+++ EXTRACTED TEXT

In Woody Allen's Oscar-nominated film Midnight in Paris, protagonist Gil Pender, a successful but unfulfilled American screenwriter, is enamored with the city, its scenery, history and people. So great is his love for Paris that he wishes to uproot and move into tiny apartment, just as his literary heroes did in the 1920s.
Gil believes no time was finer than Paris in the 1920s, in fact, if he could, he would travel back in time. The film captures the romance of nostalgia, an idealized view of the past. It is a concept to which most dreamers can relate.
I daydream frequently, usually about flying, but after watching the movie (twice) I've been preoccupied with the plot. The subject matter spoke to me. I am a dreamer, and can relate to Gil. Nostalgia is alluring. In fact, I chose to earn a PhD in organic chemistry rather than continue in immunology and medicine partly because of a nostalgia factor.
Nostalgia and organic chemistry? How so?
Organic chemistry is about the chemistry of carbon, the element upon which life is based. Don't confuse it with the term "organic," it's bandied about in the context of food and lifestyle, but unrelated to the scientific discipline.
What drew me in to organic chemistry was a branch called total synthesis. It's best described as the synthesis of complicated molecules. It is both an art and a science. And it's challenging.
Total synthesis had it's heyday in the 1950s through the 1980s. And what a fascinating history it had! It was a time when clever chemists made incredibly complicated molecules, such as penicillin, Vitamin B, and quinine, using simple tools. It was a perfect union of skill, curiosity, creativity, patience, deduction, and determination. The work of these intrepid chemist at the forefront of organic chemistry helped make modern medicine what it is today.

++++++
+++ RAW DATA

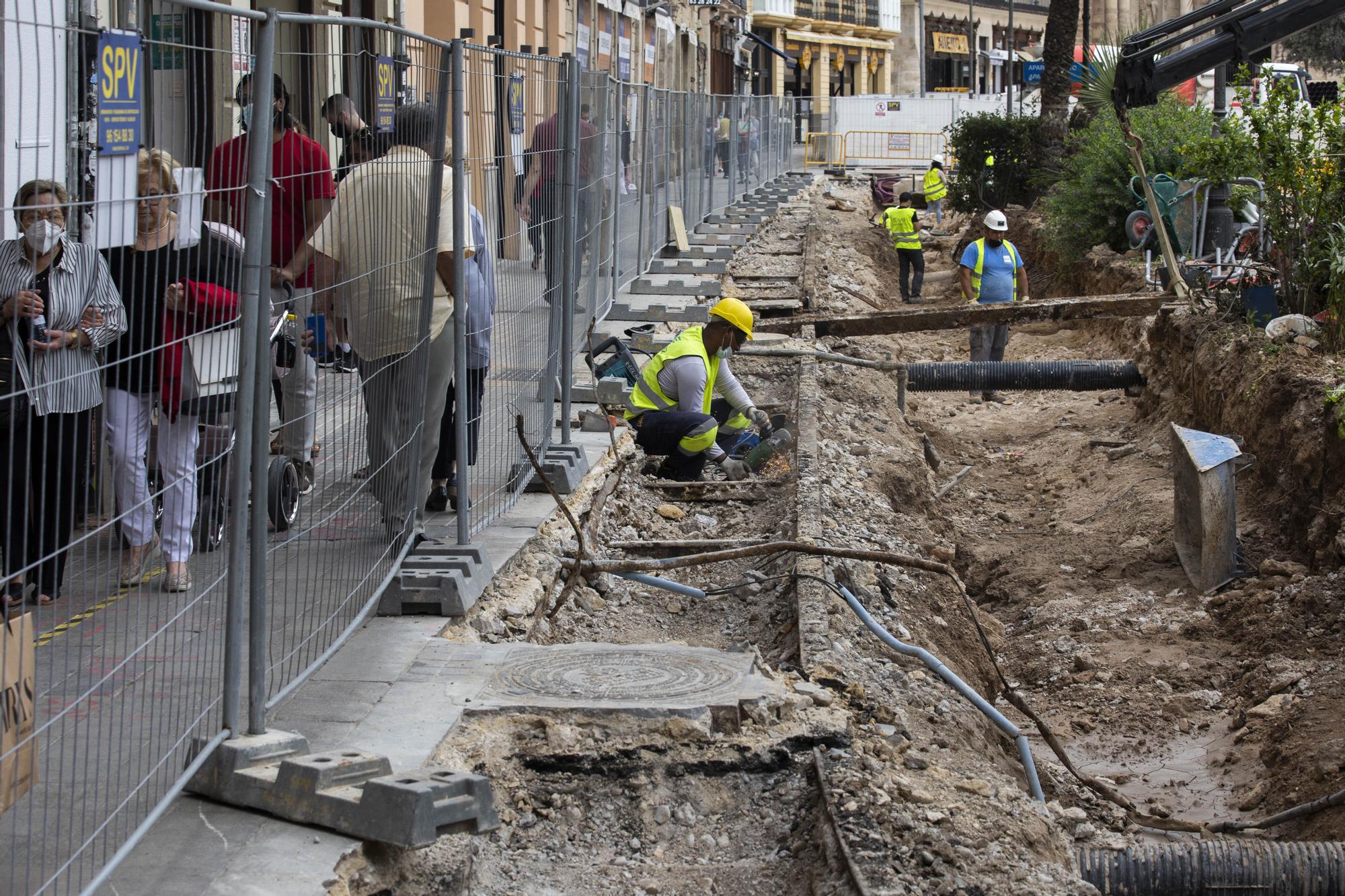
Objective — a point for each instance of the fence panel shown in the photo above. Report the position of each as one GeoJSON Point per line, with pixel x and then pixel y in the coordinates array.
{"type": "Point", "coordinates": [122, 286]}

++++++

WORK REQUEST A
In the essay above on nostalgia and organic chemistry, reproduce the part that opens with the words containing "Total synthesis had" and closes with "it is today.".
WORK REQUEST B
In the essay above on nostalgia and organic chemistry, which complicated molecules are named as ones that chemists made using simple tools?
WORK REQUEST C
Write what comes next in the essay above on nostalgia and organic chemistry, picking up after its final sentence.

TASK ANSWER A
Total synthesis had it's heyday in the 1950s through the 1980s. And what a fascinating history it had! It was a time when clever chemists made incredibly complicated molecules, such as penicillin, Vitamin B, and quinine, using simple tools. It was a perfect union of skill, curiosity, creativity, patience, deduction, and determination. The work of these intrepid chemist at the forefront of organic chemistry helped make modern medicine what it is today.

TASK ANSWER B
Penicillin, Vitamin B, quinine

TASK ANSWER C
Fast forward to 2012, and although total synthesis continues on, it does not have the romantic allure it once did. There are fewer practitioners of pure total synthesis. And former practitioners often combine their projects with biology- or nano-technology. It makes sense if you want funding, as the disciplines are intertwined, so it's a sensible approach.
As for my own path, I chose a graduate project in total synthesis not because it was easy, but because it was hard. It was my own personal mission to the moon. It was as far as I could get from immunology, but "do-able" nonetheless.
And there was the nostalgia.
I often thought of the organic chemists who came before me, and of the knowledge I gained from their efforts. The technology that came about from their efforts made my work incredibly efficient by their standards. What once took many chemists months to accomplish may now take one chemist a handful of days.
Would I want to be an organic chemist in the heyday of total synthesis? Probably. If only time travel were possible, right? But if it were, I'd buy lottery tickets.